** Aim **
According to the travel text on Istanbul, where did the writer narrowly miss a bombing?

Although I kick myself for not exploring more of the country other than Istanbul, I do have every intention of going back. It was a volatile time in the history and bombings were rampant. Seeing emergency vehicles rush past inside Taksim Square and narrowly missing the bombing at the Blue Mosque square didn't make it much easier, with an unnerving feeling. But I wouldn't give up the experience for anything in the world. Not that I was chasing danger, but somehow, it was just the right place at the right time.
I was visiting a friend over there and he had told me about what to expect, how people were, and be prepared for some awkward interactions. Not that I didn't see where his perception was coming from (we both grew up together) and what he said held some truth, but there was much more. We discussed the politics of the people, the current natives and neighboring immigrants interaction, the general misconception of brotherly love (men hold hands and kiss in a platonic way, but much closer than the rest of Europe in my opinion). There's just a fourth dimension to the Turkish people of this three dimension world. You can see it when you're walking down the dark desolate alleys, surfing through crowded bazaars, and studying the individuals in mid-conversation while rolling a tobacco cigarette. They will look up, give you a nod and smile, as we're friends that all belong... not just beings in this world, but belonging. I know I should be afraid going down the alley ways that don't look welcoming at all to a single soul, but as I explored, it just opened up other beautiful skies of Turkey.

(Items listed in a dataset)

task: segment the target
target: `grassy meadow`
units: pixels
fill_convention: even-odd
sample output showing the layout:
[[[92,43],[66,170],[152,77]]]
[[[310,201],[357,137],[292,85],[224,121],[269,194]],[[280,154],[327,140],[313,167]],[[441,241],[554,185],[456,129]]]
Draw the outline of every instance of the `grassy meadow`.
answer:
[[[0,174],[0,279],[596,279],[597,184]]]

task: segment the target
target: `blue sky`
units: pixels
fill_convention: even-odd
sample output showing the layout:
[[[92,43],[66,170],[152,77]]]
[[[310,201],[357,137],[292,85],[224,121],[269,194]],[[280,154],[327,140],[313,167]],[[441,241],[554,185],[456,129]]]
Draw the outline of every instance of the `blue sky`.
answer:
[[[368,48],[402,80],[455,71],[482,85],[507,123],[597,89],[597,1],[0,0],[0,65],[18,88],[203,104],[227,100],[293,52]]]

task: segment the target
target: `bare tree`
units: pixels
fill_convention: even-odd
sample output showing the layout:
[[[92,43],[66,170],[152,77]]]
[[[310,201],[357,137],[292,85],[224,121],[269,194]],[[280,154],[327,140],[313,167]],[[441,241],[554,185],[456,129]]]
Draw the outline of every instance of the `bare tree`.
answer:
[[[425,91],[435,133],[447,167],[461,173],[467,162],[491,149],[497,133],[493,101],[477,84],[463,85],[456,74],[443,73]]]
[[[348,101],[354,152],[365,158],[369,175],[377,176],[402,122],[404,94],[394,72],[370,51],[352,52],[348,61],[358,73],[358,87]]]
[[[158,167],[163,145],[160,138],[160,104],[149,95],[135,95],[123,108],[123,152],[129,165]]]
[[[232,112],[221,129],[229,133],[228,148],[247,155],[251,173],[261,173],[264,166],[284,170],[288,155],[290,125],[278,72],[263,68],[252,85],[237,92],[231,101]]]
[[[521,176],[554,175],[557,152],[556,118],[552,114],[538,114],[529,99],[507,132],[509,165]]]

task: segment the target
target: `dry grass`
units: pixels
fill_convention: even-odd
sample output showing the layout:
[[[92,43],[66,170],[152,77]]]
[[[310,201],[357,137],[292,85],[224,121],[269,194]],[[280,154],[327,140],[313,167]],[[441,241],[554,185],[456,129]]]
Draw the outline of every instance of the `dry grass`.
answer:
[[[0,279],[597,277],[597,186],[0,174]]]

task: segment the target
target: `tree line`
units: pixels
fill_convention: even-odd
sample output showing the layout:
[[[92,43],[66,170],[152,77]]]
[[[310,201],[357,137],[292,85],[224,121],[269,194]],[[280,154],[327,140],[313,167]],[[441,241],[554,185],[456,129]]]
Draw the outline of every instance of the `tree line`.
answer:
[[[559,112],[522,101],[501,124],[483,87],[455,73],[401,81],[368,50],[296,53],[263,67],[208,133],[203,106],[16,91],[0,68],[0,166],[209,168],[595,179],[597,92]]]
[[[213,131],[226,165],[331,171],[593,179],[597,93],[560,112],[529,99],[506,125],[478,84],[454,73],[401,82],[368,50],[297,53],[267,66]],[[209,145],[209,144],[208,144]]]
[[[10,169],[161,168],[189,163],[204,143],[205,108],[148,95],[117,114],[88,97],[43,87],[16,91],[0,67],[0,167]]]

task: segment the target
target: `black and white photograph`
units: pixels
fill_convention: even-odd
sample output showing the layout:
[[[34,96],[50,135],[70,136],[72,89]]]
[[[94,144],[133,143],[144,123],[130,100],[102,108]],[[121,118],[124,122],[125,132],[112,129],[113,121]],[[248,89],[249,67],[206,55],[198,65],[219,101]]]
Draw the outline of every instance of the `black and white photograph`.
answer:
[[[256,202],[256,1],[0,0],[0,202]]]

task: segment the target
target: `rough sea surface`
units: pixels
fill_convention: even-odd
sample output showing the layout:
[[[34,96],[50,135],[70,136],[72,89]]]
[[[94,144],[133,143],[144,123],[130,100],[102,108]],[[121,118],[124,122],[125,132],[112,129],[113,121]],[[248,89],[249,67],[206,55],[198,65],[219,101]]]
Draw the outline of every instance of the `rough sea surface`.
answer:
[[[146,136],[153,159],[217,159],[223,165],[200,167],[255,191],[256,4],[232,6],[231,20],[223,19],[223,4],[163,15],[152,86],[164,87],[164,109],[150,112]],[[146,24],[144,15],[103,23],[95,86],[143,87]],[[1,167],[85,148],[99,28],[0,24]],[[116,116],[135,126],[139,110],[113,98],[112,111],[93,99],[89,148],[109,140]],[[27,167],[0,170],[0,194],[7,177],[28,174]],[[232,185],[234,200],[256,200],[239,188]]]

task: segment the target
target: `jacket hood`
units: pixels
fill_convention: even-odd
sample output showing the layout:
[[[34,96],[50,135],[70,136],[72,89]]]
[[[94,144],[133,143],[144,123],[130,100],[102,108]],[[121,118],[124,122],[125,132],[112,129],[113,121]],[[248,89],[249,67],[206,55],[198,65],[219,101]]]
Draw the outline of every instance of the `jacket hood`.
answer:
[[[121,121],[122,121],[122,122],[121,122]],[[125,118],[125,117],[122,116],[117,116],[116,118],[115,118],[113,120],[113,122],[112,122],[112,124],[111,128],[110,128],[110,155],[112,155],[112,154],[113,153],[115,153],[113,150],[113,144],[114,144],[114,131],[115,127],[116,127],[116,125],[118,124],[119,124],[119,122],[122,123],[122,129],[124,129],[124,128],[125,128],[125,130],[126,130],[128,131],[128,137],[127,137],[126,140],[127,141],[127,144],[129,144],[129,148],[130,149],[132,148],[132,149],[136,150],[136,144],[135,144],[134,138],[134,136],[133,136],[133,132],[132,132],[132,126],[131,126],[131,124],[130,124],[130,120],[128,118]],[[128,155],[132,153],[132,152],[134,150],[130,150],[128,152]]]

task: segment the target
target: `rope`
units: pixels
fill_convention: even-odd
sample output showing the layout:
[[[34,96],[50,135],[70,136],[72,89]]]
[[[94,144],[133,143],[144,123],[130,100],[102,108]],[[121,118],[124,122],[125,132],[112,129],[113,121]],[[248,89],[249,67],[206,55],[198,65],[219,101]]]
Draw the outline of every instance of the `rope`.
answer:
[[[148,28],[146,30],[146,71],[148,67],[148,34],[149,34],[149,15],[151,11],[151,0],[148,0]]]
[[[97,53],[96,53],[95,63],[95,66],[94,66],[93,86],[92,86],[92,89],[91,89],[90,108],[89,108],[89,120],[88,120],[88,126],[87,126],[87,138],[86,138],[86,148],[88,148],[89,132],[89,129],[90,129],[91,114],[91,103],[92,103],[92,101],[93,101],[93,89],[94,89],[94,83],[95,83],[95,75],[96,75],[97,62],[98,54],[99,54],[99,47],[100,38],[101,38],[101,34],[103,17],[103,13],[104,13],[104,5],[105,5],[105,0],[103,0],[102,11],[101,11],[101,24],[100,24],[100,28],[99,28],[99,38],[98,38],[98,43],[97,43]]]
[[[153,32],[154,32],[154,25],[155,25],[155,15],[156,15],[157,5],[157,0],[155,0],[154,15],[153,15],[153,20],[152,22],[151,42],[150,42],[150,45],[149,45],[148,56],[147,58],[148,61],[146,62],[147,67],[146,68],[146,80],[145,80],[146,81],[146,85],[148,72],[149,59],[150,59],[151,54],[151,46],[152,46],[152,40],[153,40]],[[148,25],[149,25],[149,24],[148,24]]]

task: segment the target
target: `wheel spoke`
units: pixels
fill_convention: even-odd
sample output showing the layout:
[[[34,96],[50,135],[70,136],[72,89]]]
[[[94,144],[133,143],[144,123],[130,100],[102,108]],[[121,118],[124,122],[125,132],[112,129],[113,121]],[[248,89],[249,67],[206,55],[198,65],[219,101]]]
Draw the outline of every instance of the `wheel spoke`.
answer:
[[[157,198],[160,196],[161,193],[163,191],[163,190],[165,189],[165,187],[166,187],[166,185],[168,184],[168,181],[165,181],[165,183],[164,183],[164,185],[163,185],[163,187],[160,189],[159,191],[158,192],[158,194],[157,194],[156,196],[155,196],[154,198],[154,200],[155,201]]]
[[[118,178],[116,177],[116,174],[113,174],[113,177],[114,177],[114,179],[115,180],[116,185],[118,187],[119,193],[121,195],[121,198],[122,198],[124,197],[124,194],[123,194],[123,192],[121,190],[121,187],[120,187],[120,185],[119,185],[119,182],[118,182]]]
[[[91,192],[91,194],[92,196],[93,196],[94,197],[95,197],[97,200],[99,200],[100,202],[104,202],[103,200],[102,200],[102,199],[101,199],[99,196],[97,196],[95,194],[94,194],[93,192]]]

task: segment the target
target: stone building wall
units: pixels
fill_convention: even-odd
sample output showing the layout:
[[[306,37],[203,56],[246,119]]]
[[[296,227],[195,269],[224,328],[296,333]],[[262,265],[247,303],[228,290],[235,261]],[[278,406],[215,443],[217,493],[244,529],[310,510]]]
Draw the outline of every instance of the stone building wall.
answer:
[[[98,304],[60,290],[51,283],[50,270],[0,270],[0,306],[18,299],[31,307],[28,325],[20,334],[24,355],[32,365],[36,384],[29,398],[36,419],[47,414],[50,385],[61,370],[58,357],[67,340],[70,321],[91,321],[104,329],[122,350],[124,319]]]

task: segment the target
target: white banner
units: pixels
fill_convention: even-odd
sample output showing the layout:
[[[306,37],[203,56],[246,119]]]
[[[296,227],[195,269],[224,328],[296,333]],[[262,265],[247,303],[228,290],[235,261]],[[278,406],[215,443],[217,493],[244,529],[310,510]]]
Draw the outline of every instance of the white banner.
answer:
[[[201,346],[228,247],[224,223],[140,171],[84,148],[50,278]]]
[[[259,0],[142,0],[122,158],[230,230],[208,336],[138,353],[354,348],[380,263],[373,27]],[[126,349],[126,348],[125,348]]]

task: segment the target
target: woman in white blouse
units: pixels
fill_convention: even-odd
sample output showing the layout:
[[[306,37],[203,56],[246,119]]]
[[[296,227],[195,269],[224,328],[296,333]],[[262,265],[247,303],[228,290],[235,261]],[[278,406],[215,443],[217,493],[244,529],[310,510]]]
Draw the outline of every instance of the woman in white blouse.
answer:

** Solution for this task **
At the Blue Mosque square.